Wherever the line with "Query: red atv body" sits in the listing below, transcribe from it up to and including the line with "Query: black helmet", exactly, and leave the remaining lines out.

===============

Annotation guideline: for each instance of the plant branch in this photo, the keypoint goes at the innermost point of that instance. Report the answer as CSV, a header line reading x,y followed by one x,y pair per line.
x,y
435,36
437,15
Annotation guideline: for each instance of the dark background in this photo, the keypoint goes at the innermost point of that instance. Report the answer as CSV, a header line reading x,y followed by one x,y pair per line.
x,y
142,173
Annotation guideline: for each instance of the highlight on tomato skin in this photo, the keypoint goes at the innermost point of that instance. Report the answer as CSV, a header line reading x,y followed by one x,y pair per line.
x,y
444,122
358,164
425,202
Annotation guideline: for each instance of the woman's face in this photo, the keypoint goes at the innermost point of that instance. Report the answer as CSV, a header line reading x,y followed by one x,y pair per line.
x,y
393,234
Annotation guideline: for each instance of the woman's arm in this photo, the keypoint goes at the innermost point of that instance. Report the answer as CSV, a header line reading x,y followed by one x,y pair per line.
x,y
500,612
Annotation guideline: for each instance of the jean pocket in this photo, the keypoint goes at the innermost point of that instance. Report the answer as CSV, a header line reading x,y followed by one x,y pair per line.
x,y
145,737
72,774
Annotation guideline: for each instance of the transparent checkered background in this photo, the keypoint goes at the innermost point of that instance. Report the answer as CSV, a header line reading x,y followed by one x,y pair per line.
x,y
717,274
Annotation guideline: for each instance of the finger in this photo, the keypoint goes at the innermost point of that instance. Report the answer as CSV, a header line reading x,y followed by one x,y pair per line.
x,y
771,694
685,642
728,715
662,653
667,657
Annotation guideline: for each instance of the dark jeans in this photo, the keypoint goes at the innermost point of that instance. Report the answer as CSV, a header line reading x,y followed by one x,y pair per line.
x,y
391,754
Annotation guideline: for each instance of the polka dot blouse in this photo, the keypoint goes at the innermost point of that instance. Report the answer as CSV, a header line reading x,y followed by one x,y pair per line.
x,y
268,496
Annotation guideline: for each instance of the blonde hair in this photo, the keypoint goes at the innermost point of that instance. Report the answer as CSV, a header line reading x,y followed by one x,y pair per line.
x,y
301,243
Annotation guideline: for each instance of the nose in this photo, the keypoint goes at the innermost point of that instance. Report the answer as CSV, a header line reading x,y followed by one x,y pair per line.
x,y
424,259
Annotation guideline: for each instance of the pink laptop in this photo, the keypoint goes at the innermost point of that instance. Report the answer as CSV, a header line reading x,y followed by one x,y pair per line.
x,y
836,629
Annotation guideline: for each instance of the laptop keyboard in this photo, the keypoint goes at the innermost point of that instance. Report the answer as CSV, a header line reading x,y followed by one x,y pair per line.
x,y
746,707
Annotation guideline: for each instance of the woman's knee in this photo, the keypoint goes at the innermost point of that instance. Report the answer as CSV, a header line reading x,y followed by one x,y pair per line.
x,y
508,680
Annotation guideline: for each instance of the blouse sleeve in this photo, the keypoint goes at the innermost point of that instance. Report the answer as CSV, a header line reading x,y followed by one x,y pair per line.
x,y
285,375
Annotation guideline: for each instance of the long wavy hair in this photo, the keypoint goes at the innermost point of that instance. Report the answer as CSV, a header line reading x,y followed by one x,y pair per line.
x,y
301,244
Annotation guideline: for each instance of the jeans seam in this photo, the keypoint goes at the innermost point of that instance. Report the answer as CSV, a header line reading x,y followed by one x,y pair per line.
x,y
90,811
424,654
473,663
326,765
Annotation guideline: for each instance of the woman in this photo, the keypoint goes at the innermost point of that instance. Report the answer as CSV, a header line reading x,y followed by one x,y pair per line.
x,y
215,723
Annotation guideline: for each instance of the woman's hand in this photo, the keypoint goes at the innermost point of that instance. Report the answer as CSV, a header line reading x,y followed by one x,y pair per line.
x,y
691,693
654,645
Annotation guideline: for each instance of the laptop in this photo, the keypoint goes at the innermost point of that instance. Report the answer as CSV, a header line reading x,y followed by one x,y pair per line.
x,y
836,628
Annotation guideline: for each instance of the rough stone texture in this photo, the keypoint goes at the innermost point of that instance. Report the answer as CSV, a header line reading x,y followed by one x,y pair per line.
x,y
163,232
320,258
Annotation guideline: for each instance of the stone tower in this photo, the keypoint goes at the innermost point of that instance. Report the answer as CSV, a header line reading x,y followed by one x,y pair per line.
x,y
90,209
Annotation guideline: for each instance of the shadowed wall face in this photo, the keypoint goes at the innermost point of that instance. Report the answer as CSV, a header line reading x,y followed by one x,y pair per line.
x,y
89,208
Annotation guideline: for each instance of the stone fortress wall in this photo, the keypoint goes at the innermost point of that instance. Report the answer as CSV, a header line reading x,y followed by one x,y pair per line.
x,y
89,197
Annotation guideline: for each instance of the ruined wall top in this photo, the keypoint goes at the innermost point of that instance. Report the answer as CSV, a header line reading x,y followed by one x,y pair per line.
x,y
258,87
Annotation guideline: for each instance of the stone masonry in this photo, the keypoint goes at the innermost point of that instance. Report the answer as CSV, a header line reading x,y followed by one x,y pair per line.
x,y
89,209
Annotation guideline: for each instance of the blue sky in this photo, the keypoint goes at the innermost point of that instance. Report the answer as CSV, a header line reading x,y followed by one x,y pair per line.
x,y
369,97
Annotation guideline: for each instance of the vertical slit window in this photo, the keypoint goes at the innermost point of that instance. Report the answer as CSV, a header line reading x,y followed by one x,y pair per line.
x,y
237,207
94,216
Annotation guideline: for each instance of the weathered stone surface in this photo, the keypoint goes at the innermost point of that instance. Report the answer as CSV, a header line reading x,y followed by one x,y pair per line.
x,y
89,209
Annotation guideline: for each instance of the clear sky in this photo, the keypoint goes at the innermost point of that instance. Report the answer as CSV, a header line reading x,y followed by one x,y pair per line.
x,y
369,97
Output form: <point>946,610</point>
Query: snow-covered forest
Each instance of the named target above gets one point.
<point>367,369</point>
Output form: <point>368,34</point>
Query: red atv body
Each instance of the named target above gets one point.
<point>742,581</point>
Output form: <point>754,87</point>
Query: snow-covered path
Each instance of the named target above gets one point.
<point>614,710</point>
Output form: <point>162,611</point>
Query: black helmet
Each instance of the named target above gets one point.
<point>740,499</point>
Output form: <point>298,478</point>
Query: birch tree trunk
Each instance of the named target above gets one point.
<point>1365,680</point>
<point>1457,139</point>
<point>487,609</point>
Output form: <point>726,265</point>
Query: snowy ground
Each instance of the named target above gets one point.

===============

- _Finished task_
Query: red atv body
Each instance of the named target above gets one point.
<point>742,581</point>
Output form: <point>754,87</point>
Query: snow-covered path
Each instance of the named target above gets one point.
<point>614,710</point>
Output form: <point>162,611</point>
Query: black helmet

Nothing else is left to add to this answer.